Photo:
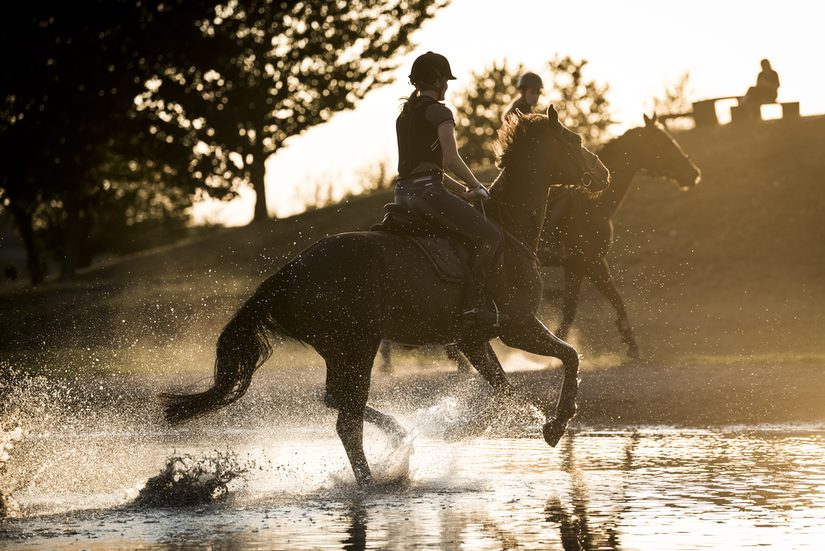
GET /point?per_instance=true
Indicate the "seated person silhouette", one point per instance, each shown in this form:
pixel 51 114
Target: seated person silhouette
pixel 767 85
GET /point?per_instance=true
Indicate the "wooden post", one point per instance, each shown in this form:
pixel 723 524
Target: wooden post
pixel 704 113
pixel 790 110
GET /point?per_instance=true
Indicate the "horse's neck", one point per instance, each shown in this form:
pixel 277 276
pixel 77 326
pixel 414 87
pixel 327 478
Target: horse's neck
pixel 619 158
pixel 515 210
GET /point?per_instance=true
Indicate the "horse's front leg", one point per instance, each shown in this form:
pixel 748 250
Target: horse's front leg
pixel 532 336
pixel 484 359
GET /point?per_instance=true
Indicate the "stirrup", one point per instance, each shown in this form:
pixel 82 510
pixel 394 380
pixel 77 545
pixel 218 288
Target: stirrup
pixel 472 315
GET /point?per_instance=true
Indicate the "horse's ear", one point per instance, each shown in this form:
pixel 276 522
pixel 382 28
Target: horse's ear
pixel 552 116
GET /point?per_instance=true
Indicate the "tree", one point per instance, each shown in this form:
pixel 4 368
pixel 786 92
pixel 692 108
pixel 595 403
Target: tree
pixel 267 71
pixel 479 109
pixel 582 104
pixel 104 97
pixel 675 100
pixel 67 86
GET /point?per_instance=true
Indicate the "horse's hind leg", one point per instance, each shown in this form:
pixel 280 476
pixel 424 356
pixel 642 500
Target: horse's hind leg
pixel 604 283
pixel 573 277
pixel 385 422
pixel 347 389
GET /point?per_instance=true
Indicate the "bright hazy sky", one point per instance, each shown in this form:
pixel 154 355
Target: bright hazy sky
pixel 637 46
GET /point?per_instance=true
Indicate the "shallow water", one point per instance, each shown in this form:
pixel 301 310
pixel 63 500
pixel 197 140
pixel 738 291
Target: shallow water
pixel 79 477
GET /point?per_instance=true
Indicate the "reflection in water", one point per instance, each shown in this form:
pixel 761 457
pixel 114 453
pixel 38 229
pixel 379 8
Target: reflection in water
pixel 642 489
pixel 356 539
pixel 576 533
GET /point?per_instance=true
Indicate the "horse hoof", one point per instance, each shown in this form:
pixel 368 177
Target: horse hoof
pixel 553 431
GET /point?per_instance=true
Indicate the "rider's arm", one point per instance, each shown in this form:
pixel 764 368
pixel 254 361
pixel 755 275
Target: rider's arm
pixel 454 186
pixel 452 159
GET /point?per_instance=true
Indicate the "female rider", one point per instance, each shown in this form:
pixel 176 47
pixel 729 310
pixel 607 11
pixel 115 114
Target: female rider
pixel 426 144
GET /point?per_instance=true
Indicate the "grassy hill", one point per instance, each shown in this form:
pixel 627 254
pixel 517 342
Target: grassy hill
pixel 732 270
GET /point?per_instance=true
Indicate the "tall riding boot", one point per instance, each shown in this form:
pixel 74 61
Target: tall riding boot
pixel 479 314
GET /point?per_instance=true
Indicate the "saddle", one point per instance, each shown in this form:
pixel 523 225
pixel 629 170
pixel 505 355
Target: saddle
pixel 450 260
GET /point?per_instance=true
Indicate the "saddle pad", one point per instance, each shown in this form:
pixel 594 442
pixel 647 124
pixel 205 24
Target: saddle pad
pixel 450 264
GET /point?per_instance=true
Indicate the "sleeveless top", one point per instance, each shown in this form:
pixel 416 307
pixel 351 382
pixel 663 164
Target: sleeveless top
pixel 417 131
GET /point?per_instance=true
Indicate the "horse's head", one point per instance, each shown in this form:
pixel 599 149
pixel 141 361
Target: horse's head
pixel 543 145
pixel 660 155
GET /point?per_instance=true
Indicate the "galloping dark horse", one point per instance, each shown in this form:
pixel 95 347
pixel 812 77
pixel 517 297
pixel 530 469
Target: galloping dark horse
pixel 589 232
pixel 347 292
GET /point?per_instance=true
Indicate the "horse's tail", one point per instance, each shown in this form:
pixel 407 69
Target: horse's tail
pixel 243 345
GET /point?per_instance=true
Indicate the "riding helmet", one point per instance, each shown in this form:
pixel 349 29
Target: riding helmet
pixel 429 67
pixel 530 80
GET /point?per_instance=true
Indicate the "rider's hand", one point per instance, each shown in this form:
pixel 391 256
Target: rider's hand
pixel 477 194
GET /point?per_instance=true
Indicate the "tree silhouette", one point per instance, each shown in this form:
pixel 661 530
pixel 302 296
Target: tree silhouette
pixel 125 105
pixel 582 104
pixel 479 107
pixel 267 71
pixel 675 99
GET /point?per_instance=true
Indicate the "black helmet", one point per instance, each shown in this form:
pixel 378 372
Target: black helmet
pixel 429 67
pixel 530 80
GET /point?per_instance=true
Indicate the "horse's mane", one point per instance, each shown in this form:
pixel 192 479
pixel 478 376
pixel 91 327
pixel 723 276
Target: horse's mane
pixel 518 129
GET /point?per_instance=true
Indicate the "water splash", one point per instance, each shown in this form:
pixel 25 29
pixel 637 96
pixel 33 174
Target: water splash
pixel 187 480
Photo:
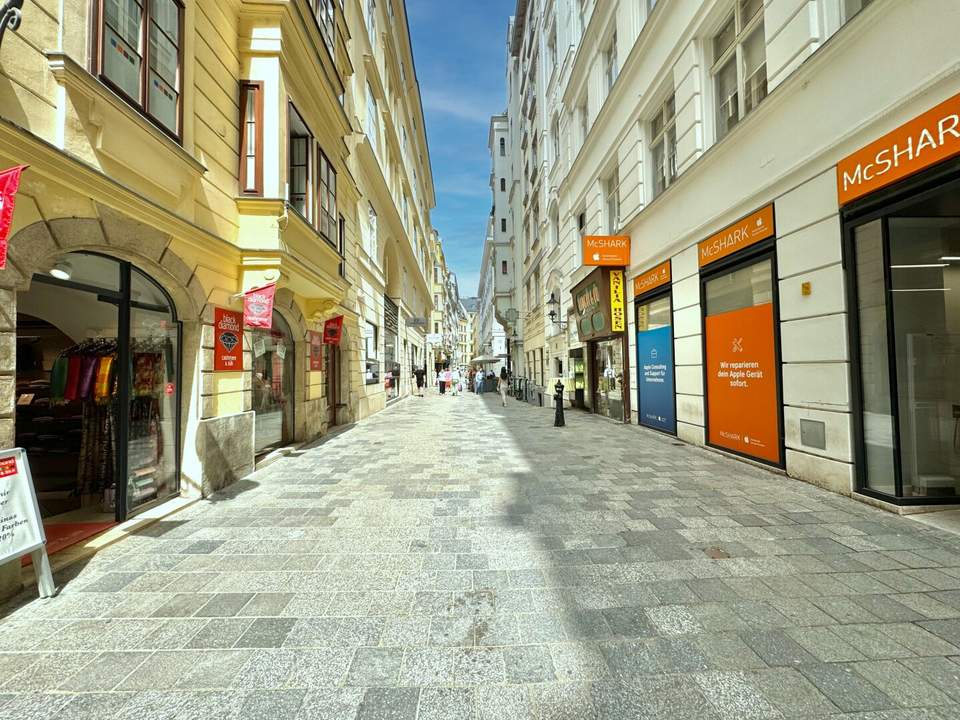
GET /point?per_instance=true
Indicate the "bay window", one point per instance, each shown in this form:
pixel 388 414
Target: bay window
pixel 740 65
pixel 140 56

(THE REQUEST) Quote the data above in full and without alteration; skip the pictures.

(OUTPUT OF THE EXERCISE)
Photo:
GET /point?per_instance=true
Indicate the "seated person silhouette", one point per instance, each shown in this form:
pixel 51 114
Target: seated person silhouette
pixel 767 85
GET /point?per_instance=true
Indicate the "wooden post", one point per instance, each shown in this form:
pixel 723 524
Target: wooden post
pixel 704 113
pixel 790 110
GET /point?per_instance=true
Indicate the "horse's neck", one point per instance, each shown in this form:
pixel 277 276
pixel 77 326
pixel 414 87
pixel 327 478
Target: horse's neck
pixel 619 158
pixel 515 210
GET /point?per_instance=true
Indicate the "horse's front leg", one point per instance, each shown in this form:
pixel 748 250
Target: horse's front leg
pixel 532 336
pixel 484 359
GET /point?per_instance=true
Indicate the "stirrup", one point per instance, each shown in this form:
pixel 82 510
pixel 394 380
pixel 77 545
pixel 218 288
Target: stirrup
pixel 472 315
GET /point?per_instance=true
Indicate the "horse's ear", one point per instance, each shown in this form:
pixel 276 522
pixel 382 28
Target: horse's ear
pixel 552 116
GET /point?per_instance=true
Indicate the "tree", one point per instance, each shown in this form:
pixel 4 368
pixel 786 92
pixel 692 108
pixel 595 403
Target: tree
pixel 267 71
pixel 479 109
pixel 582 104
pixel 104 97
pixel 675 100
pixel 67 86
GET /point?per_instance=true
Indicate the "horse's hind leg", one point per instance, each shown in this form:
pixel 280 476
pixel 424 356
pixel 642 500
Target: horse's hind leg
pixel 604 283
pixel 573 277
pixel 385 422
pixel 347 389
GET /point?per_instance=true
Indicate the "bright hazy sky", one point per instance, each shown in this form:
pixel 154 355
Target: bright hazy sky
pixel 637 46
GET /point?per_instance=true
Indicate the "shallow water", one point per instance, each shown in this form:
pixel 301 310
pixel 63 500
pixel 197 140
pixel 738 291
Target: shallow water
pixel 79 477
GET /point?per_instance=true
Indicate the "reflection in water", one point per instance, each shown in this form:
pixel 761 457
pixel 114 453
pixel 38 229
pixel 379 8
Target: reflection in water
pixel 642 489
pixel 356 539
pixel 576 533
GET /point?per_instance=true
Indicate the "horse hoof", one point per instance, each shown in this form:
pixel 368 177
Target: horse hoof
pixel 553 431
GET /point?per_instance=true
Indicate the "rider's arm", one point per instance, each shown in this form:
pixel 764 368
pixel 254 361
pixel 755 275
Target: rider's arm
pixel 454 186
pixel 452 159
GET /point?per_instance=true
Indicate the "female rider", one point per instance, each shown in this form:
pixel 176 47
pixel 729 310
pixel 607 11
pixel 115 114
Target: female rider
pixel 426 144
GET /point?per_instance=true
Indicate the "grassy hill", one point per instance, each shown in this form:
pixel 627 254
pixel 517 342
Target: grassy hill
pixel 732 270
GET /point?per_instance=true
Indicate the "tall riding boot", one point per instance, each shown in this form:
pixel 74 61
Target: tall riding boot
pixel 479 314
GET /point?per_instance=true
Indicate the "saddle", one point per instance, each shown in this form:
pixel 523 225
pixel 629 170
pixel 505 355
Target: saddle
pixel 450 260
GET /point?per_instance=true
Indicate the "saddle pad", one point per instance, each shown in this form:
pixel 594 442
pixel 647 124
pixel 205 24
Target: saddle pad
pixel 450 264
GET /point?per_instance=true
Indicate the "sleeveless top", one point per instance, each shown in this form:
pixel 416 307
pixel 351 382
pixel 663 164
Target: sleeveless top
pixel 417 131
GET /point?per_instance=true
Indicate the "horse's head", one point per instance, each shown in this form:
pixel 599 149
pixel 141 361
Target: horse's head
pixel 543 145
pixel 660 155
GET /point?per_instance=true
Indicate the "galloping dark horse", one point per instance, each shown in this form:
pixel 95 347
pixel 812 77
pixel 517 297
pixel 530 469
Target: galloping dark horse
pixel 589 232
pixel 347 292
GET /point?per_instance=true
Indicate the "horse's tail", one point per instance, each shown in this form:
pixel 407 69
Target: horse's tail
pixel 243 345
GET /point?per_instance=true
Indicate the "riding helmet", one point per instance, each shown in this form:
pixel 349 29
Target: riding helmet
pixel 429 67
pixel 530 80
GET /point?per_instance=true
Indicate the "rider's hand", one point per instance, each shown in this form:
pixel 391 256
Target: rider's hand
pixel 477 194
GET /point?per_instance=true
Indicate the "tree silhouette", one point per instance, each shown in this form:
pixel 661 530
pixel 302 296
Target: tree silhouette
pixel 125 105
pixel 582 104
pixel 479 107
pixel 267 71
pixel 675 99
GET /point?per_instance=true
Indicate the "black helmet", one point per instance, each shown in this form:
pixel 378 372
Target: black helmet
pixel 429 67
pixel 530 80
GET /point?per_instance=true
Indicate the "horse's mane", one point per instance, each shown in this form:
pixel 192 479
pixel 478 376
pixel 91 327
pixel 723 276
Target: horse's mane
pixel 518 129
GET /point?per_instance=true
Indicate the "water splash", one point per instance, each shown in this form:
pixel 25 29
pixel 637 96
pixel 33 174
Target: water splash
pixel 187 480
Photo:
GET /point?per_instance=true
Indicate the "bay window", one point per instance, each shown in this form:
pixel 388 414
Target: bay window
pixel 740 65
pixel 140 56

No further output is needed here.